Output every record word for word.

──────── Data excerpts ────────

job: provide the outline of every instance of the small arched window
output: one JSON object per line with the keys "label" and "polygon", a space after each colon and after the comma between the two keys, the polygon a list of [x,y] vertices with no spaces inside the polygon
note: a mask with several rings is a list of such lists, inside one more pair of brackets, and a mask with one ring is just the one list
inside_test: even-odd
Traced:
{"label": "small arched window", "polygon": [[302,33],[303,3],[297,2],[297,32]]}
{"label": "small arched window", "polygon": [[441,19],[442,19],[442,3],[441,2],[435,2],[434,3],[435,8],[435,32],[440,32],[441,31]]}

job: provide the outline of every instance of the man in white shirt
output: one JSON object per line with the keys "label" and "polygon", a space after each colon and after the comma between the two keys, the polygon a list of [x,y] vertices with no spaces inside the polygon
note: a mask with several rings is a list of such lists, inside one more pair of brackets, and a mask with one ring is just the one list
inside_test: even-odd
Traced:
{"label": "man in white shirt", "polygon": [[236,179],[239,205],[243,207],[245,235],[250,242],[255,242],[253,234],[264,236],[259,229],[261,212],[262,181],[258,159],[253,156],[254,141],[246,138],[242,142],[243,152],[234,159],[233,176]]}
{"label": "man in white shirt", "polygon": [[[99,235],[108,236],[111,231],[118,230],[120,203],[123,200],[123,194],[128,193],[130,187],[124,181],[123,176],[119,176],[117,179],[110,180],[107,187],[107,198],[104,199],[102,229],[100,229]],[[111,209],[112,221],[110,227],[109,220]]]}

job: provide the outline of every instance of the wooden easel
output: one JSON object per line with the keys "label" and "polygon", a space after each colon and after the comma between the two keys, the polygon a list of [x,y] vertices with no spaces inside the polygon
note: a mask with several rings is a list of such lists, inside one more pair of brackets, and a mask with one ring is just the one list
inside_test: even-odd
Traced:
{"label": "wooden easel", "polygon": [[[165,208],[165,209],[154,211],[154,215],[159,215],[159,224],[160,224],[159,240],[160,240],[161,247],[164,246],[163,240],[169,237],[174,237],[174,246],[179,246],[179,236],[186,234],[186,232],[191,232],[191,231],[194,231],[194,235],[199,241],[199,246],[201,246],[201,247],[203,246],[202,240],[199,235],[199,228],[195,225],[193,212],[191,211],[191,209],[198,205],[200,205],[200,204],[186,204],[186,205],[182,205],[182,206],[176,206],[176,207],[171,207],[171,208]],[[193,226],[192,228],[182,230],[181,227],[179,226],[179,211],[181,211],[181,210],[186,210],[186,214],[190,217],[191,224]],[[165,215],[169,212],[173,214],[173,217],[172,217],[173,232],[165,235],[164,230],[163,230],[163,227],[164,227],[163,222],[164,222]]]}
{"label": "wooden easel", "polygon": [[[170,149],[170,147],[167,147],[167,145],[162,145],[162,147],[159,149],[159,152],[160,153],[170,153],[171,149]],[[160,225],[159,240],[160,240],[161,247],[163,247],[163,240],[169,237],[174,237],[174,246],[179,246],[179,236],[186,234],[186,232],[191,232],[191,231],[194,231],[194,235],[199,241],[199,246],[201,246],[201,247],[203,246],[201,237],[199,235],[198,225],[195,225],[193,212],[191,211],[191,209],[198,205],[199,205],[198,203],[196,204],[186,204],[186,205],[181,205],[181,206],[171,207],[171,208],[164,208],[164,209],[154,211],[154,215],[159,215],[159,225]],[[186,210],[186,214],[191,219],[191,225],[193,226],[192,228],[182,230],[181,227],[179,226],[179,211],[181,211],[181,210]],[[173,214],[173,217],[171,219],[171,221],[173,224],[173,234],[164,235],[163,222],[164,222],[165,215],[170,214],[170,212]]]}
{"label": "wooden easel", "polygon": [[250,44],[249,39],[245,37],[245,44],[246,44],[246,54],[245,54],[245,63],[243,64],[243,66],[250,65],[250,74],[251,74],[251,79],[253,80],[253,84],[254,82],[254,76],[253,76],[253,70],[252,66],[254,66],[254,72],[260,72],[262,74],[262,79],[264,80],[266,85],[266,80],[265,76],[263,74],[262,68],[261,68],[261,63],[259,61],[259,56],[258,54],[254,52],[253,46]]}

────────

**Solution to the problem**:
job: provide the outline of every instance of the small arched window
output: one JSON object per line with the keys "label" and "polygon", a space after each colon and after the comma between the two keys, the polygon a list of [x,y] vertices with no spaces inside the polygon
note: a mask with several rings is a list of such lists, inside one more pair of brackets, and a mask with one ring is just the one list
inside_test: even-odd
Traced:
{"label": "small arched window", "polygon": [[302,33],[303,3],[297,2],[297,32]]}
{"label": "small arched window", "polygon": [[441,19],[442,19],[442,3],[441,2],[435,2],[434,3],[435,8],[435,32],[440,32],[441,31]]}

job: provide the outline of every instance of the man in white shirt
output: one JSON object per line with the keys "label" and "polygon", a space after each colon and after the comma between the two keys, the polygon a list of [x,y] vertices with no spaces inside the polygon
note: a mask with several rings is a list of such lists, inside one more pair of brackets, and a mask with one ring is just the one list
inside_test: even-odd
Traced:
{"label": "man in white shirt", "polygon": [[236,179],[239,205],[243,207],[245,235],[250,242],[255,242],[253,234],[264,236],[259,229],[261,212],[262,181],[258,159],[253,156],[254,141],[246,138],[242,142],[243,152],[234,159],[233,176]]}
{"label": "man in white shirt", "polygon": [[[99,235],[108,236],[111,231],[118,230],[120,203],[123,200],[123,194],[128,193],[130,187],[124,181],[123,176],[119,176],[117,179],[110,180],[107,187],[107,198],[104,199],[102,229],[100,229]],[[111,209],[112,221],[110,227],[109,220]]]}

job: provide the outline of every instance of the wooden easel
output: one JSON object per line with the keys "label" and "polygon", a space after each colon and after the comma between the two keys, the polygon a list of [x,y] vertices with no spaces inside the polygon
note: a mask with several rings is a list of such lists, inside one more pair of brackets, and a mask with one ring is just the one list
inside_test: even-odd
Traced:
{"label": "wooden easel", "polygon": [[[165,208],[165,209],[154,211],[154,215],[159,215],[159,224],[160,224],[159,240],[160,240],[161,247],[164,246],[163,240],[169,237],[174,237],[174,246],[179,246],[179,236],[186,234],[186,232],[191,232],[191,231],[194,231],[194,235],[199,241],[199,246],[201,246],[201,247],[203,246],[202,240],[199,235],[199,228],[195,225],[193,212],[191,211],[191,209],[198,205],[200,205],[200,204],[186,204],[186,205],[182,205],[182,206],[176,206],[176,207],[171,207],[171,208]],[[193,226],[192,228],[182,230],[181,227],[179,226],[179,211],[181,211],[181,210],[186,210],[186,214],[190,217],[191,224]],[[165,215],[169,212],[173,214],[173,217],[172,217],[173,232],[165,235],[164,230],[163,230],[163,227],[164,227],[163,222],[164,222]]]}
{"label": "wooden easel", "polygon": [[[170,149],[170,147],[167,147],[167,145],[162,145],[162,147],[159,149],[159,152],[160,153],[170,153],[171,149]],[[160,225],[159,240],[160,240],[161,247],[163,247],[163,240],[169,237],[174,237],[174,246],[179,246],[179,236],[186,234],[186,232],[191,232],[191,231],[194,231],[194,235],[199,241],[199,246],[201,246],[201,247],[203,246],[201,237],[199,235],[198,225],[195,225],[193,212],[191,211],[191,209],[198,205],[199,205],[198,203],[196,204],[186,204],[186,205],[181,205],[181,206],[171,207],[171,208],[164,208],[164,209],[154,211],[154,215],[159,215],[159,225]],[[186,210],[186,214],[191,219],[191,225],[193,226],[192,228],[182,230],[181,227],[179,226],[179,211],[181,211],[181,210]],[[173,214],[173,217],[171,219],[171,221],[173,224],[173,234],[164,235],[163,222],[164,222],[165,215],[170,214],[170,212]]]}
{"label": "wooden easel", "polygon": [[250,44],[249,39],[245,37],[245,44],[246,44],[246,54],[245,54],[245,63],[243,64],[243,66],[250,65],[250,74],[251,74],[251,79],[253,80],[253,84],[254,82],[254,76],[253,76],[253,70],[252,66],[254,66],[254,72],[260,72],[262,74],[262,79],[264,80],[266,85],[266,80],[265,76],[263,74],[262,68],[261,68],[261,63],[259,61],[259,56],[258,54],[254,52],[253,46]]}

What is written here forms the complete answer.